▶ _TEXT SEGMENT_:
# LAUS National Train Day



## GG-1 (Apr 24, 2011)

Aloha

Friday Morning Gathered up the cats and departed Las Vegas on the original Desert Wind to Fullerton California at 10:50 AM. Arrived at the Amtrak Station at 3:15 after surviving I-15 traffic and the California Agriculture inspection with the cats. Seemed the inspector thought the cat travel box was a box of fruit. Now these cats are a bit crazy but not fruity  . Continued on to my daughters house for the night. Both cats went into hiding. Wanted nothing to do with any people or cats. Later that evening I was able to join My Granddaughter at her brownie meeting. Saturday the braver cat was fine with the new location but the second one would have nothing to do with anything except they both were eating OK.

At 6:00pm we headed for the Fullerton Amtrak Station for the 6:50 PM departure of SWC #4 All was in order and had the NY Steak dinner at 7:30 PM. Hit the sack about midnight for a great sleep. Had breakfast at 6:30 AM. Lunch will be at 12:30 after Albuquerque, NM.

More later.


----------



## pennyk (Apr 24, 2011)

Thanks for the report. I hope you are enjoying your trip on the SWC. It was nice "chatting" with you earlier this evening until we lost you.


----------



## WhoozOn1st (Apr 25, 2011)

▶ _PROBLEMS TO WORK ON_:
• a. Copy the train trip thread word for word from "At 6:00pm we" to "More later.".
• b. Which usernames appear in the post headers of the train trip thread?
• c. Pick up the train trip thread where it stops and write what comes next.

▶ _DATA UNDER STUDY_:
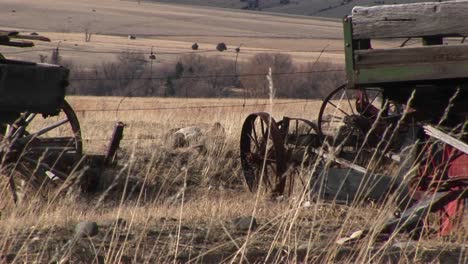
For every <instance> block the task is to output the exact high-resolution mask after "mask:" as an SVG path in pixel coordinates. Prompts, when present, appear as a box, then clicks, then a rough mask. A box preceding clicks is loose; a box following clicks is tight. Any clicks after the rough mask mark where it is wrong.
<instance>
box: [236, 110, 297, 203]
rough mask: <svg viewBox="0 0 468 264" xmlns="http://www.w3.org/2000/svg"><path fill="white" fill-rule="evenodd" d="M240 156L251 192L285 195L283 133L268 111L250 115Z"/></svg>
mask: <svg viewBox="0 0 468 264" xmlns="http://www.w3.org/2000/svg"><path fill="white" fill-rule="evenodd" d="M240 156H241V164H242V169H243V172H244V177H245V181H246V183H247V186H248V187H249V190H250V191H251V192H256V191H258V190H261V191H264V192H267V193H270V194H271V195H272V196H278V195H282V194H283V193H284V190H285V185H286V178H287V177H286V175H285V173H286V170H287V164H288V162H287V160H286V150H285V147H284V136H283V134H282V133H281V131H280V129H279V127H278V125H277V123H276V121H275V120H274V119H273V118H272V117H271V116H270V115H269V114H268V113H263V112H262V113H254V114H251V115H249V116H248V117H247V118H246V120H245V122H244V124H243V126H242V132H241V139H240Z"/></svg>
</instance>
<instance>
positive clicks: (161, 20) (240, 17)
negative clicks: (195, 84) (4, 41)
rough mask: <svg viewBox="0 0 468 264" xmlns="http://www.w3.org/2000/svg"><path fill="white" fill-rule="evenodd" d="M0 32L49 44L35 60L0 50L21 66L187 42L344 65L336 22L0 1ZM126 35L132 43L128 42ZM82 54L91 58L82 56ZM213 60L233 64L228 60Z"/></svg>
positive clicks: (80, 58) (46, 3)
mask: <svg viewBox="0 0 468 264" xmlns="http://www.w3.org/2000/svg"><path fill="white" fill-rule="evenodd" d="M0 24H1V25H2V28H3V29H19V30H23V31H26V32H32V31H35V32H39V33H41V34H43V35H46V36H48V37H50V38H51V39H52V42H51V43H37V47H36V48H34V49H31V50H36V51H38V52H35V53H34V52H30V50H27V51H25V52H21V53H18V49H17V48H5V47H2V50H0V52H2V53H5V54H6V55H7V56H9V57H13V58H19V59H28V60H37V58H38V55H39V51H40V50H44V49H49V50H50V49H51V48H55V47H57V45H59V46H60V47H61V48H63V49H67V50H68V51H67V52H64V53H63V56H64V57H65V58H73V59H75V60H79V61H80V62H82V63H86V64H93V63H97V62H100V61H102V60H106V59H111V58H112V56H113V54H110V53H112V52H121V51H123V50H135V51H139V52H148V53H149V52H150V49H151V47H154V50H155V52H156V53H171V52H172V53H180V52H189V51H191V46H192V44H193V43H194V42H197V43H199V44H200V50H205V51H206V50H208V51H216V50H215V49H214V47H215V46H216V44H217V43H220V42H224V43H226V44H227V46H228V48H229V51H232V50H234V48H235V47H238V46H239V45H242V47H243V48H242V53H241V54H245V56H242V55H241V56H240V59H243V58H245V57H246V56H247V57H248V56H250V55H251V54H253V53H255V52H256V51H259V52H260V51H262V52H292V53H294V54H293V55H294V57H295V59H298V60H301V61H313V60H314V59H315V58H316V57H317V56H318V54H320V50H322V49H323V48H324V47H327V50H333V51H330V52H325V54H322V56H321V57H322V58H324V59H330V60H332V61H334V62H341V61H342V60H343V56H342V53H341V49H342V45H343V43H342V29H341V23H340V21H339V20H329V19H327V20H323V19H314V18H309V17H304V16H278V15H274V14H266V13H265V14H263V13H258V12H240V11H238V10H229V9H219V8H208V7H200V6H193V5H192V6H182V5H169V4H162V3H148V2H141V3H140V4H138V3H137V2H135V1H117V0H102V1H89V0H83V1H71V0H61V1H58V0H43V1H31V0H29V1H16V0H4V1H2V9H1V10H0ZM85 31H88V32H90V33H92V35H93V36H92V38H91V41H89V42H85V34H84V32H85ZM128 35H134V36H136V39H135V40H129V39H128V38H127V36H128ZM59 43H60V44H59ZM247 50H249V52H247ZM82 51H90V52H94V53H93V54H92V56H83V54H82V53H80V52H82ZM312 51H314V52H312ZM106 52H109V53H106ZM214 54H216V55H217V56H220V55H222V56H228V57H230V58H232V57H233V54H232V52H230V53H226V52H225V53H219V52H216V53H214ZM249 54H250V55H249ZM46 55H48V54H46ZM159 58H160V59H166V60H167V59H173V58H174V56H169V55H162V56H158V59H159Z"/></svg>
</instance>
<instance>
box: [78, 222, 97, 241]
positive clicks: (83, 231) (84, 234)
mask: <svg viewBox="0 0 468 264" xmlns="http://www.w3.org/2000/svg"><path fill="white" fill-rule="evenodd" d="M98 232H99V227H98V225H97V223H96V222H92V221H83V222H79V223H78V224H77V225H76V227H75V235H76V236H77V237H93V236H95V235H97V234H98Z"/></svg>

▶ _ANSWER LIST_:
• a.
At 6:00pm we headed for the Fullerton Amtrak Station for the 6:50 PM departure of SWC #4 All was in order and had the NY Steak dinner at 7:30 PM. Hit the sack about midnight for a great sleep. Had breakfast at 6:30 AM. Lunch will be at 12:30 after Albuquerque, NM.

More later.

• b. GG-1, pennyk, WhoozOn1st

• c.
pennyk said:


> I hope you are enjoying your trip on the SWC. It was nice "chatting" with you earlier this evening until we lost you.


A little explanation:

GG-1 joined the weekly Amtrak Unlimited Sunday evening live chat from aboard the Southwest Chief, eastbound to Chicago. He was online, using an AT&T connection, as the train approached Raton, NM, then apparently lost the signal (and left the AU chat room involuntarily) as the Chief continued on through Raton pass.


----------



## GG-1 (Apr 26, 2011)

Aloha

Well my plan was to write this Monday morning, but AT&T access was terrible, and I also was writing campaign material, While enjoying my Ride on the SWC. So to catchup It is now Tuesday.

The More Later ...

Was that I was able to spend time in AU Chat even with spotty AT&T cell connections. This was fun. After loosing the signal the second time in Raton, followed by a tunnel, it was close to Dinner time so went to the diner, again with good company had a good. meal.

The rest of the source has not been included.